■ RAW DATA
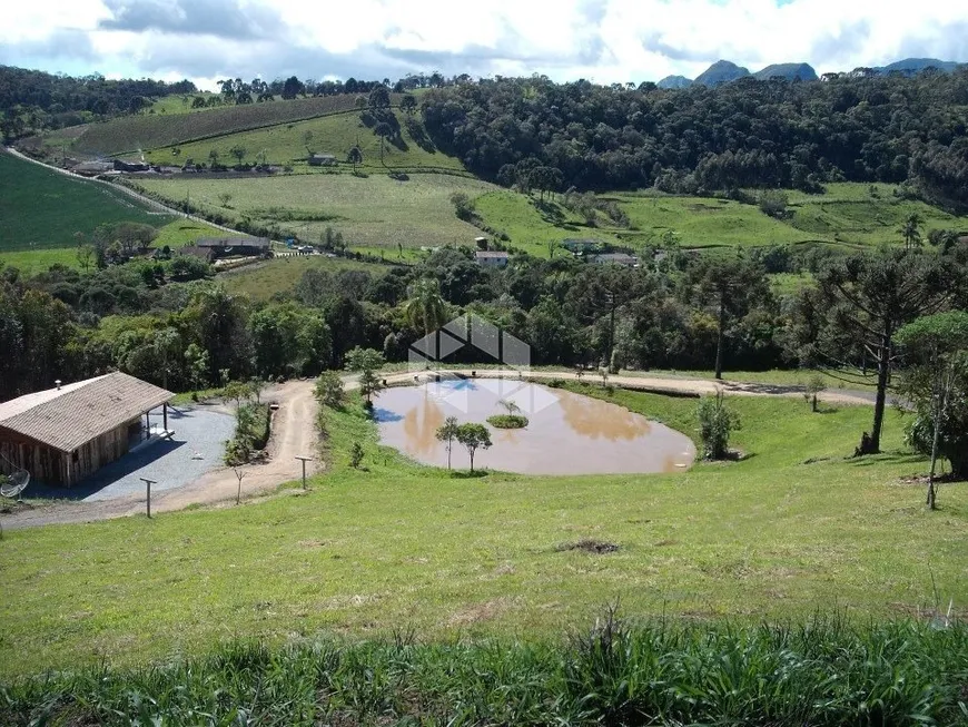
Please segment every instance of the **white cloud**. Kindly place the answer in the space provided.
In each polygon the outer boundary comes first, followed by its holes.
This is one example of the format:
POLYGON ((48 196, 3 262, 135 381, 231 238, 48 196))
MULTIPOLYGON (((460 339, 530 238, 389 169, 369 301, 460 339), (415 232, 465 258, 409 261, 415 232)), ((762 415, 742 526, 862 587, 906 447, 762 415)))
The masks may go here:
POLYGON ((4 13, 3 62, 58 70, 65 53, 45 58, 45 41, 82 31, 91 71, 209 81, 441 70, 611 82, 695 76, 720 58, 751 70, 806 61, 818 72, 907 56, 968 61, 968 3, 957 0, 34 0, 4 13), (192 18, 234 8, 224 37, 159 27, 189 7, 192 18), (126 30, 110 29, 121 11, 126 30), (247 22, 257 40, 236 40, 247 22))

* * *

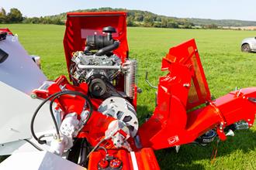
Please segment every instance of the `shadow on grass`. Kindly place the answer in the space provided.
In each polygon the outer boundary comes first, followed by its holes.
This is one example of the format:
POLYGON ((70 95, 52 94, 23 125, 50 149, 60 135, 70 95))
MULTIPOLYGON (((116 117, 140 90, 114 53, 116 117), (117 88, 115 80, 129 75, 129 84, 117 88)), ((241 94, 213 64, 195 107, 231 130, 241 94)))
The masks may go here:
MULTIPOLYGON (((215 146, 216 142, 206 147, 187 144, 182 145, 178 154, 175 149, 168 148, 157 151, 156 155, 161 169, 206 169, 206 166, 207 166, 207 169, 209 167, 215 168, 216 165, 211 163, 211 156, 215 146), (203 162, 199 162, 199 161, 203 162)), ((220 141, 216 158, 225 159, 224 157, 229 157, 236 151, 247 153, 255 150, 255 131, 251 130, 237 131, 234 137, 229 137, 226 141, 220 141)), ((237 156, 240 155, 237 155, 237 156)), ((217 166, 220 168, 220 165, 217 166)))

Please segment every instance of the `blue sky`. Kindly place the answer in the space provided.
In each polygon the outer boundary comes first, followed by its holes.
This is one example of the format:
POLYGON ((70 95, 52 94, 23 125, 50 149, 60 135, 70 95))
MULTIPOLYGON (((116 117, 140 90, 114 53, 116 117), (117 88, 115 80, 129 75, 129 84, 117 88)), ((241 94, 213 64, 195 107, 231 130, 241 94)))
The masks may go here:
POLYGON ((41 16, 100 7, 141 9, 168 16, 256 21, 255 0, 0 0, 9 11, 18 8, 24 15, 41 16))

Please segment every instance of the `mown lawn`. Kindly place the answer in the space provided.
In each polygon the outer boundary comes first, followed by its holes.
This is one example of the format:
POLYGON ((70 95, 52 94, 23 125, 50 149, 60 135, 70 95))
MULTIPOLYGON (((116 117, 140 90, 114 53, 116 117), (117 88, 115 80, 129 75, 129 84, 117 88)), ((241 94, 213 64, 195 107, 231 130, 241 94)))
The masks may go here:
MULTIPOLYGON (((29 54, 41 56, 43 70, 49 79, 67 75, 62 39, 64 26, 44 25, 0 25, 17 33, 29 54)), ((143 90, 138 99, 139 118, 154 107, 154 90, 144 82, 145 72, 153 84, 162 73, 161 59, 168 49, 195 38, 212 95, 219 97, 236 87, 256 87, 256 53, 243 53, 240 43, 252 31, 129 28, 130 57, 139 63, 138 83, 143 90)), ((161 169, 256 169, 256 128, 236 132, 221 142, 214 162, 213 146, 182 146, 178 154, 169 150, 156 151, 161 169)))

■ WHAT YOU NEED TO DO
Retype the material starting at the line containing "Please segment every instance of the **white" and ending at the line containing "POLYGON ((4 13, 3", with no changes.

■ EXPECTED ANSWER
Please segment every instance of the **white cloud**. Kindly place the answer in the space provided.
In each polygon the outer boundary comes first, followed by its holes.
This is one example of the format:
POLYGON ((48 196, 3 262, 135 381, 231 238, 48 196))
MULTIPOLYGON (((460 339, 530 238, 389 169, 369 301, 460 339), (415 232, 465 258, 409 261, 415 232)), ((762 415, 742 526, 862 587, 906 447, 762 415)))
The masks may go here:
POLYGON ((4 13, 3 62, 58 70, 65 53, 45 58, 45 41, 82 31, 91 71, 209 81, 441 70, 611 82, 695 76, 720 58, 751 70, 806 61, 818 72, 907 56, 968 61, 968 3, 957 0, 34 0, 4 13), (192 18, 234 8, 224 37, 159 27, 189 7, 192 18), (126 30, 110 29, 121 11, 126 30), (247 22, 257 40, 236 40, 247 22))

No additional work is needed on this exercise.